Отрывок:
──────────

Александр Снегирев, писатель

Книга, посвящённая поэтам Блокады, книга, посвящённая попытке анализа языка Блокады, попытке осознания языка Блокады, попытке понимания вообще, что такое Блокада и можно ли о ней, в принципе, говорить/писать человеческим языком.
Выделка текста свойственна скорее художественной литературе, чем исследовательскому тексту. Местами это создаёт эффект наслоения одного искусства на другое плюс громада самого явления Блокады... Но это, возможно, и даже вероятнее всего, мой субъективный взгляд. Барскова делает огромную работу, продирается через многолетний опыт замалчивания, сквозь отказ от проговаривания, пытаясь собрать нечто цельное из той разгромленной вдребезги реальности.
Блокадные поэты - это очень разные люди, с разными судьбами и разным талантом, объединённые одним жутким событием и чувством необходимости об этом событии как-то говорить.
В то время существовало как минимум два языка: для печати и для себя. Для себя писать решались единицы, Берггольц закопала собственный дневник во дворе.
Относительно языка для печати существуют классные слова Лидии Гинзбург: «Недействительной представляется вся литература, пригодная для печати».
Радикально, но, боюсь, точно.
Барскова метко формулирует наш способ отгораживания от любой глубокой драмы, в том числе от Блокады. Мы называем всё жуткое и постыдное сакральным, сакрализация позволяет нам отворачиваться, позволяет нам зевать в музеях, позволяет формально присутствовать на памятных церемониях, позволяет быть безразличными.
У Берггольц прекрасно описано отвращение к сытости. Это чувство отвращения к разъевшимся упырям легко конвертируется и на вполне мирное время. Но там, в блокадном городе, оно было обострено.
Холёная молодая женщина приходит в общественную баню, где кое-как моются дистрофичные женские полускелеты. Её тело – идеал для вожделения, она создана для неги, но там, среди полутрупов, она выглядит омерзительно. Не доходяги уродливы, а она, красавица, уродлива. Увидев её какая-то старуха говорит ей: «Не ходи сюда, съедим».

──────────

Постановка задачи: Перескажите короче или списком абзац отрывка, который начинается словами «Барскова метко формулирует», сохранив его основные факты.

Исходные данные:
──────────

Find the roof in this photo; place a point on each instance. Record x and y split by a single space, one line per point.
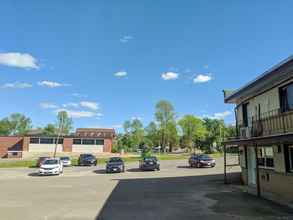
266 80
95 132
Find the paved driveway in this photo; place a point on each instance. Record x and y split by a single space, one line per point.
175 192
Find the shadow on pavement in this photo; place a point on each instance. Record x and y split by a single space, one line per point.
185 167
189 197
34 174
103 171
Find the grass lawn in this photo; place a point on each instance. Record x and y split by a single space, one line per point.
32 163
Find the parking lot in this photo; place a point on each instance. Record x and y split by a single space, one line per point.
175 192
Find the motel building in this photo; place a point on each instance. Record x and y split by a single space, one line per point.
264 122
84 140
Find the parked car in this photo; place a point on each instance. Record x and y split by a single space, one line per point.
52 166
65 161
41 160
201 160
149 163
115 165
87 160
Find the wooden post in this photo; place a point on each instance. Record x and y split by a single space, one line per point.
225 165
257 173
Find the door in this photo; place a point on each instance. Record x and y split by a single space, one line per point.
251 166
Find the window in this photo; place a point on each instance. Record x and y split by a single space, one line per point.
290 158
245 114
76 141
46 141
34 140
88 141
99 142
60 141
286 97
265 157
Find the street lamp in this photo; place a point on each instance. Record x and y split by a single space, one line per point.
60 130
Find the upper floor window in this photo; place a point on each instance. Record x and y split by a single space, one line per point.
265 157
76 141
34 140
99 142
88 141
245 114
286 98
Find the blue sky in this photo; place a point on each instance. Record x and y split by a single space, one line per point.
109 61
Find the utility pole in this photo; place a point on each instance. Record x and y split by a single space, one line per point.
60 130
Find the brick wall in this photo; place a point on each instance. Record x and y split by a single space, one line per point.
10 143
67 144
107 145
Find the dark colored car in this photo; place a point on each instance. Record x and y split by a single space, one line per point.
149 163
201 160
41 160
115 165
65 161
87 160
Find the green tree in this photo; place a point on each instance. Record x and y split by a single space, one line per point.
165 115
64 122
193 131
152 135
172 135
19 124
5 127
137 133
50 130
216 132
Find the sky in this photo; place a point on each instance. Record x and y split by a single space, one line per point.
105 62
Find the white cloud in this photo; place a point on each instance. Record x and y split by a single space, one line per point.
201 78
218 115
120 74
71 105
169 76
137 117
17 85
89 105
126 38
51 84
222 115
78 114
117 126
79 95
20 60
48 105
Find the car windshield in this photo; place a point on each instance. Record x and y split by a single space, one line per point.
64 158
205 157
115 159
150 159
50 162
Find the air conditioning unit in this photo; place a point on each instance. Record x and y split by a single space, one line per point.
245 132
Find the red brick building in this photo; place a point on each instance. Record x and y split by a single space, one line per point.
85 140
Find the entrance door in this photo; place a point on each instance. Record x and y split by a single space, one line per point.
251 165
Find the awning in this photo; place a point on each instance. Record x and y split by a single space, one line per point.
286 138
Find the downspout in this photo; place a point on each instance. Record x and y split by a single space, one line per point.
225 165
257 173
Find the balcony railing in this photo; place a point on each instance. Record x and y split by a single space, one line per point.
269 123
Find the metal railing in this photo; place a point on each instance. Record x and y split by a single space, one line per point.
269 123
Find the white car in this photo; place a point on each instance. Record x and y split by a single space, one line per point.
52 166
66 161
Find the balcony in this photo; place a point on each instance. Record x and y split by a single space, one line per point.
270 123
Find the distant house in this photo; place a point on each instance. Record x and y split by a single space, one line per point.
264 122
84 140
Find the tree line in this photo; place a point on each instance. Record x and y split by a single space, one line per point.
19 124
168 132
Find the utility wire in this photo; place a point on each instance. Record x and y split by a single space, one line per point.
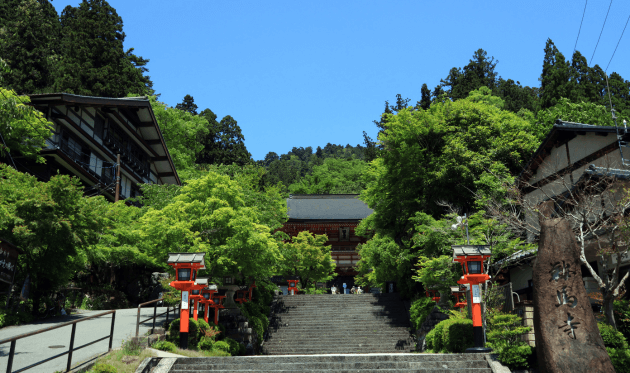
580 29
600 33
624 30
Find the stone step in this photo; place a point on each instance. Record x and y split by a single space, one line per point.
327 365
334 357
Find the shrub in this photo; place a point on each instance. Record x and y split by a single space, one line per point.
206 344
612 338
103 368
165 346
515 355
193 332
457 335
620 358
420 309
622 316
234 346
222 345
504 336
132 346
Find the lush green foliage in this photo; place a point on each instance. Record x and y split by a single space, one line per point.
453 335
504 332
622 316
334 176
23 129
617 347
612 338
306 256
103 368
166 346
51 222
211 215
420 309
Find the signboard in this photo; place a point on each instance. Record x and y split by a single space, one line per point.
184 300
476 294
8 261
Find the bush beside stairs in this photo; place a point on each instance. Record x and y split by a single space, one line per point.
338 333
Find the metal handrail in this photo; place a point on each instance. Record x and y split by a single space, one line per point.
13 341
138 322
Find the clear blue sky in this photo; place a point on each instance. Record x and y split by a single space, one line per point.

──────────

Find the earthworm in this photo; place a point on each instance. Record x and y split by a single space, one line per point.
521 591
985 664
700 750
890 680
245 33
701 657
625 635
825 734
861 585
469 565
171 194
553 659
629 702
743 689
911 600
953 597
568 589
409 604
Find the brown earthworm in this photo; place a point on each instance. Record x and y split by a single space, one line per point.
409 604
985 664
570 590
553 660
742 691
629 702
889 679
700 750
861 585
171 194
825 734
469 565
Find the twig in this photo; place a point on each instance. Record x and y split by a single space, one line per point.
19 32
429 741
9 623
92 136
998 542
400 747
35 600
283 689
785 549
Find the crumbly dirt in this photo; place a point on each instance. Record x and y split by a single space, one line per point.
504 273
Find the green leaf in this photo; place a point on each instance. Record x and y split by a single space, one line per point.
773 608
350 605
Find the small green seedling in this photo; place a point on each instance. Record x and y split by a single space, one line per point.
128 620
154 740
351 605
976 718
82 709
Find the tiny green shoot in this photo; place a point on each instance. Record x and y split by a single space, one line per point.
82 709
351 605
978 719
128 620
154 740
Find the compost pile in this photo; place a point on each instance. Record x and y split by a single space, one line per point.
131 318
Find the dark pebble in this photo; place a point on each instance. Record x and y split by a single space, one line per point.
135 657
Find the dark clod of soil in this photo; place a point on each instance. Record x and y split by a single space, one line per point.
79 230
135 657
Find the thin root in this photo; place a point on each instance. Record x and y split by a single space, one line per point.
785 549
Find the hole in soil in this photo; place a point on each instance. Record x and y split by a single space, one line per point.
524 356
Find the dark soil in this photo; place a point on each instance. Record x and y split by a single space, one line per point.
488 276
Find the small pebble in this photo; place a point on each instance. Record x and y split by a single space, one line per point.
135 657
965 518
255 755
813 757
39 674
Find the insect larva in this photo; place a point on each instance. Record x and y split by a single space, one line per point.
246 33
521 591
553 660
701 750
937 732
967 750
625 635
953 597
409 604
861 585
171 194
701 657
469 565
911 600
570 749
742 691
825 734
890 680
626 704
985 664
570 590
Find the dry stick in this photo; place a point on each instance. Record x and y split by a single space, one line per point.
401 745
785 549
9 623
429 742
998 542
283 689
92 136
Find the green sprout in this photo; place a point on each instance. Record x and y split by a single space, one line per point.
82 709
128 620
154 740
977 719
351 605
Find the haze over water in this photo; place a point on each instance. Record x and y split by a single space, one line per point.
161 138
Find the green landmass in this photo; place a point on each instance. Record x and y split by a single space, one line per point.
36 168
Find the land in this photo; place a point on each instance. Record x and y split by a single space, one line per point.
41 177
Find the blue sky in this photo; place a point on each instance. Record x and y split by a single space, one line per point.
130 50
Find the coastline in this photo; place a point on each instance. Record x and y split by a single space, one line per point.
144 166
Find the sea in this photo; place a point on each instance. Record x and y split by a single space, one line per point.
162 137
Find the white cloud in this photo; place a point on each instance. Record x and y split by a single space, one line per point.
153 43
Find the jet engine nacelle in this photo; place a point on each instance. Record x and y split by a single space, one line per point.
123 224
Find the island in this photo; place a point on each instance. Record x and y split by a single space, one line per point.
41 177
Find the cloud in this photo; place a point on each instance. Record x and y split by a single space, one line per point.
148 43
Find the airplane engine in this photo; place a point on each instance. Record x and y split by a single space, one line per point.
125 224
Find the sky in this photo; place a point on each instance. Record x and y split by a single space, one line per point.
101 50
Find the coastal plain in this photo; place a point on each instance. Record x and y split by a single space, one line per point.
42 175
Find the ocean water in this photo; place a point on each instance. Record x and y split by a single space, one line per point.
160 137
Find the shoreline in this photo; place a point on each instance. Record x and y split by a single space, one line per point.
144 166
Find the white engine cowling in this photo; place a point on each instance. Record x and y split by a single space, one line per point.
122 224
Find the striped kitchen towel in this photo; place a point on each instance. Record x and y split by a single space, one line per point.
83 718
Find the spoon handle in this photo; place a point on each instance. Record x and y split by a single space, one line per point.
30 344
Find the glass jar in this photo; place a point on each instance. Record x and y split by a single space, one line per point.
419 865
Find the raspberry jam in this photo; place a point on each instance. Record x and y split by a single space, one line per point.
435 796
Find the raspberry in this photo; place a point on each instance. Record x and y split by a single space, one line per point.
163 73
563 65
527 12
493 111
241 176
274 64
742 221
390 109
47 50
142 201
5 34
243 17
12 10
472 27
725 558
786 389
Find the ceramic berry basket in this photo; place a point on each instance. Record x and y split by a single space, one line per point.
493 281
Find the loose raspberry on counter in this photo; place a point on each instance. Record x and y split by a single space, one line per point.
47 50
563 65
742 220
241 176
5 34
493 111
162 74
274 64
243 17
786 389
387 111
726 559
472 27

──────────

Решение задачи:
Барскова точно показывает, как мы отгораживаемся от глубоких драм, в том числе от Блокады: объявляем всё жуткое и постыдное сакральным. Сакрализация позволяет нам:
- отворачиваться;
- зевать в музеях;
- формально присутствовать на памятных церемониях;
- оставаться безразличными.